── EXTRACTED ENTRIES

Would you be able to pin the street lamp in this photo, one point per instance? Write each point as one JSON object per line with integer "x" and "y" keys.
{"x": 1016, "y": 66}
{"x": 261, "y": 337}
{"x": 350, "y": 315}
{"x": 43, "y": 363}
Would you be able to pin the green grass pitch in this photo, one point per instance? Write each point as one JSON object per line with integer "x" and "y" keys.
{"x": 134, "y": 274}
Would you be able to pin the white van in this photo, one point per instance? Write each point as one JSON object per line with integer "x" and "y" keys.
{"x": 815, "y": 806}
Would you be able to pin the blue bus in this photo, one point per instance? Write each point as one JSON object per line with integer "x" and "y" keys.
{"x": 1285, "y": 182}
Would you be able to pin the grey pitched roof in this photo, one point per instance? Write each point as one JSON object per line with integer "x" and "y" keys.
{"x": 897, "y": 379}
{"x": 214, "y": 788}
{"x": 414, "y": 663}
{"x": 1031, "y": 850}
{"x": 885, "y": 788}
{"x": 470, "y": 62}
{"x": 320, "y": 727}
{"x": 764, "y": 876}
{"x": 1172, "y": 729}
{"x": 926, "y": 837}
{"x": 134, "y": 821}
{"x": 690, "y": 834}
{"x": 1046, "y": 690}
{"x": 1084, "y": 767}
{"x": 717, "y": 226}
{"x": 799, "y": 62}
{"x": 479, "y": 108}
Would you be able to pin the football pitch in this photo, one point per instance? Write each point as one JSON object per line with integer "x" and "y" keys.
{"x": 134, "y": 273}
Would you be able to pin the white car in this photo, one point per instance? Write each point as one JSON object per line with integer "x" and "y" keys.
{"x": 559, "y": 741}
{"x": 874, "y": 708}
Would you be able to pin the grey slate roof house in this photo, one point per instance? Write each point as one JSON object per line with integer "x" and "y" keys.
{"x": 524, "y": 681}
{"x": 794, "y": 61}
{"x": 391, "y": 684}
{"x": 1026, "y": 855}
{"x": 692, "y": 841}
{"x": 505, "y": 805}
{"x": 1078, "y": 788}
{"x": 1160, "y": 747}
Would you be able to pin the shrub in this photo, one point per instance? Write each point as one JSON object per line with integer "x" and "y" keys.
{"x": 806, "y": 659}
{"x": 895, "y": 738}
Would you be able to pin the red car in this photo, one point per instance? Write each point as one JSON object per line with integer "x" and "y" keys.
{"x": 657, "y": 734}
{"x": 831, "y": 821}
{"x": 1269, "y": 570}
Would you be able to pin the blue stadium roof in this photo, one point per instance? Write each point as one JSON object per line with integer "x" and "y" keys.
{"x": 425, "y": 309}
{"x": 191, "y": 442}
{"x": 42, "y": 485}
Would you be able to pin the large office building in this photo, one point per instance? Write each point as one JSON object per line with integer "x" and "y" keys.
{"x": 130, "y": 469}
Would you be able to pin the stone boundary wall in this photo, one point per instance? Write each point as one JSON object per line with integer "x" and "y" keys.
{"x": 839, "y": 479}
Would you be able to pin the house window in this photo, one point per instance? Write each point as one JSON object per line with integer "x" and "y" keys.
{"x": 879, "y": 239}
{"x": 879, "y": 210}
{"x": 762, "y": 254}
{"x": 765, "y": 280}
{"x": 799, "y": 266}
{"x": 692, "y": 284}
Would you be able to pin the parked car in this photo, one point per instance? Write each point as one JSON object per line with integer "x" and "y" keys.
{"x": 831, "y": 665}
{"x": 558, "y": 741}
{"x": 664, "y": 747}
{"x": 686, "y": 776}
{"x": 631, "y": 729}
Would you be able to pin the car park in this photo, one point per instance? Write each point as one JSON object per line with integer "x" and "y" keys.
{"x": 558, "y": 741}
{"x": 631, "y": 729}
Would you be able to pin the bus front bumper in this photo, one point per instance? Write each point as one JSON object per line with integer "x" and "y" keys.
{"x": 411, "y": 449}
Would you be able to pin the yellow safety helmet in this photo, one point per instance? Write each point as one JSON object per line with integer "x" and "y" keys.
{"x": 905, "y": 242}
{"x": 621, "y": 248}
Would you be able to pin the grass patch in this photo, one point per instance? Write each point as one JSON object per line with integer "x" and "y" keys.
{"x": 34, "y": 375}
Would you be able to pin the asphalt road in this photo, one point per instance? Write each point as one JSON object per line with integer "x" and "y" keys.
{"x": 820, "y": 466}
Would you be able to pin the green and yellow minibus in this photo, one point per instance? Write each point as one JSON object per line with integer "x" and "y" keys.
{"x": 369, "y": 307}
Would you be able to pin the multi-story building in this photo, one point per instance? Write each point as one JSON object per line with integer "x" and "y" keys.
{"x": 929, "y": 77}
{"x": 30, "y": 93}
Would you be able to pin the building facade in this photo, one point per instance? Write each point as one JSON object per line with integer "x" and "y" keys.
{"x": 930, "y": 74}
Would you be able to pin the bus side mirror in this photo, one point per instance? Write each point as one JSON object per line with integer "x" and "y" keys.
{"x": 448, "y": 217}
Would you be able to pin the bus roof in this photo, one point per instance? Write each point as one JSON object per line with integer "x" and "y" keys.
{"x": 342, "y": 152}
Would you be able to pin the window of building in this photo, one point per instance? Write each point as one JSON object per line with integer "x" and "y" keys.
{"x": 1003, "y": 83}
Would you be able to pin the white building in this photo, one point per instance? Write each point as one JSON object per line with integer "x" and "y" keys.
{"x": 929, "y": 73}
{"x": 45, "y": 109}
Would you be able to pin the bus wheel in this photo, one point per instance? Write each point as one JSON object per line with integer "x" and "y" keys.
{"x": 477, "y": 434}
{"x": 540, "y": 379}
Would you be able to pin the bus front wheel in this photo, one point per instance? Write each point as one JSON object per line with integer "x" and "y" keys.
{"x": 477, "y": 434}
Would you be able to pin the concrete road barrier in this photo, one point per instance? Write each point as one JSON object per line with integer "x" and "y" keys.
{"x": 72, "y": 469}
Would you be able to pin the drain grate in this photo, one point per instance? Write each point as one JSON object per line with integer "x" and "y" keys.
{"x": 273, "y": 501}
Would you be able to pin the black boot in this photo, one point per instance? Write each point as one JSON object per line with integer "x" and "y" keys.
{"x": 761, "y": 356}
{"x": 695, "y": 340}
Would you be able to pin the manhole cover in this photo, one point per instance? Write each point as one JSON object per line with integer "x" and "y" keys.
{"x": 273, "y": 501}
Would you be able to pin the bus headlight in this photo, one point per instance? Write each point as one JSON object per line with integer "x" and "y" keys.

────

TASK TO COMPLETE
Rewrite the whole listing with "one point per instance" swapped for "one point for each instance" everywhere it occurs, and leave everything else unchanged.

THE RESPONSE
Would you be able to pin the street lamp in this photo, one point for each instance? Write each point as one JSON object per line with integer "x" and "y" keys.
{"x": 1016, "y": 66}
{"x": 261, "y": 337}
{"x": 350, "y": 315}
{"x": 43, "y": 363}
Would you be able to pin the green grass pitch in this photo, one point for each instance? Write each point as one JSON object per line with integer "x" and "y" keys.
{"x": 134, "y": 274}
Would you be able to pin the white van in this photo, one point for each instance? Write each point as one JSON object per line with integer "x" and "y" keys.
{"x": 815, "y": 806}
Would you be able to pin the blue bus in this photo, one point for each instance? Write each point as one JSON object per line with integer "x" and "y" keys.
{"x": 1285, "y": 182}
Would you be able to pin the grey pitched roof in this photo, one point for each instance? Write each point as one JSON object per line with integer "x" and "y" keys.
{"x": 897, "y": 379}
{"x": 214, "y": 788}
{"x": 414, "y": 663}
{"x": 1031, "y": 850}
{"x": 885, "y": 788}
{"x": 470, "y": 62}
{"x": 320, "y": 727}
{"x": 764, "y": 876}
{"x": 1172, "y": 729}
{"x": 926, "y": 837}
{"x": 134, "y": 821}
{"x": 690, "y": 834}
{"x": 1046, "y": 690}
{"x": 1084, "y": 767}
{"x": 717, "y": 226}
{"x": 799, "y": 62}
{"x": 479, "y": 108}
Would you be able to pin the football pitch in this photo, one point for each instance? Write each point as one JSON object per line with integer "x" and "y" keys.
{"x": 134, "y": 273}
Would you be able to pin the white car in this photo, one point for each instance? Write each point as one JSON object per line with integer "x" and "y" keys.
{"x": 559, "y": 741}
{"x": 874, "y": 708}
Would you be able to pin the grey slate roof house in this photo, one point for each instance? Write each point as one JSON object per line with integer "x" and "y" keys.
{"x": 524, "y": 681}
{"x": 794, "y": 61}
{"x": 391, "y": 684}
{"x": 1026, "y": 855}
{"x": 692, "y": 841}
{"x": 505, "y": 805}
{"x": 1078, "y": 788}
{"x": 1160, "y": 747}
Would you be able to pin the shrub in this photo, one point for each instance? Write each point as one JSON object per line with integer "x" and "y" keys.
{"x": 806, "y": 659}
{"x": 895, "y": 738}
Would you be able to pin the red car in this photo, one point for each instance? Write each point as one JSON object per line with integer "x" and "y" keys.
{"x": 657, "y": 734}
{"x": 831, "y": 821}
{"x": 1269, "y": 570}
Would you be able to pin the blue stadium roof in this photo, one point for each instance? Write each point as one JSON object per line with integer "x" and "y" keys.
{"x": 425, "y": 309}
{"x": 191, "y": 442}
{"x": 42, "y": 485}
Would you be able to pin the large office building in this photo, one point for each instance? Write each point as one JSON object per line with integer "x" and "y" keys.
{"x": 130, "y": 469}
Would you be able to pin the stone boundary wall in this photo, one point for each instance? Write each point as one JSON object per line with integer "x" and "y" keys.
{"x": 839, "y": 479}
Would you be able to pin the house window in this photo, one point for each instance? Write each point as one JSON object per line with integer "x" and "y" keys.
{"x": 879, "y": 239}
{"x": 879, "y": 210}
{"x": 762, "y": 254}
{"x": 765, "y": 280}
{"x": 799, "y": 266}
{"x": 692, "y": 284}
Would you be able to pin the parked car in this photo, one point for each instance? Write each point as one JSON object per line with integer "x" and "y" keys.
{"x": 831, "y": 665}
{"x": 558, "y": 741}
{"x": 664, "y": 747}
{"x": 686, "y": 776}
{"x": 631, "y": 729}
Would you be able to pin the car park in this photo, one point for each instance? Write each point as one JSON object per line with integer "x" and "y" keys.
{"x": 558, "y": 741}
{"x": 631, "y": 729}
Would you be able to pin the bus front bumper in this photo, one point for each instance? Write each point as one JSON object per line with integer "x" and "y" keys.
{"x": 411, "y": 449}
Would you be able to pin the yellow safety helmet in this photo, one point for each instance? Write each point as one JSON object per line with integer "x" and "y" keys.
{"x": 905, "y": 242}
{"x": 621, "y": 248}
Would you be able to pin the grass patch in this photo, one point for each instance? Write each point as one JSON object per line with integer "x" and "y" keys.
{"x": 34, "y": 375}
Would you be able to pin the asphalt road in this photo, one point for each instance? Write each point as one JSON object per line with integer "x" and "y" keys.
{"x": 820, "y": 466}
Would you be able to pin the green and yellow minibus in this photo, one point for each instance? Write each point as one JSON object per line with integer "x" and "y" keys.
{"x": 369, "y": 307}
Would you be able to pin the multi-story building in this photo, one point for each instance? Write each point as one JSON object per line with integer "x" and "y" keys.
{"x": 929, "y": 77}
{"x": 30, "y": 93}
Would you be able to pin the building facade in this photo, one point for each instance? Write each point as one JSON object per line with integer "x" and "y" keys.
{"x": 930, "y": 74}
Would you be able to pin the bus side mirror in this photo, one point for each instance? Write each point as one JSON object per line with integer "x" and "y" keys.
{"x": 448, "y": 217}
Would you be able to pin the bus roof in this photo, one point for each instance? Write each point as one JSON object per line with integer "x" and "y" keys.
{"x": 342, "y": 152}
Would you be able to pin the window of building in this photo, one point for each instance? Write each point as one JSON object per line with integer "x" and "y" keys.
{"x": 1003, "y": 83}
Would you be able to pin the white building in this photo, one point for each instance? Write each point as one JSON object per line with integer "x" and "y" keys.
{"x": 929, "y": 73}
{"x": 45, "y": 109}
Would you be able to pin the bus wheel in this photo, one point for each instance? Write each point as one JSON object per line with integer "x" and "y" keys.
{"x": 477, "y": 434}
{"x": 540, "y": 379}
Would you be able to pin the bus front wheel in this photo, one point for each instance? Write each point as one JSON object per line with integer "x" and "y" keys.
{"x": 477, "y": 434}
Would you be able to pin the concrete road barrier in this photo, one point for each instance? Write each point as one JSON object per line with integer "x" and "y" keys.
{"x": 72, "y": 469}
Would you be able to pin the drain grate in this photo, one point for each instance? Write each point as one JSON object per line with integer "x" and "y" keys.
{"x": 273, "y": 501}
Would you be able to pin the black boot in this photo, one point for each instance? Write each point as one JSON object per line with integer "x" and "y" keys.
{"x": 761, "y": 356}
{"x": 695, "y": 340}
Would you be able to pin the manhole cover in this photo, one point for each instance? Write each point as one JSON object per line with integer "x" and "y" keys.
{"x": 273, "y": 501}
Would you be able to pin the bus headlight in this photo, one point for each instance? Write each point as one JSON object per line with integer "x" and "y" keys.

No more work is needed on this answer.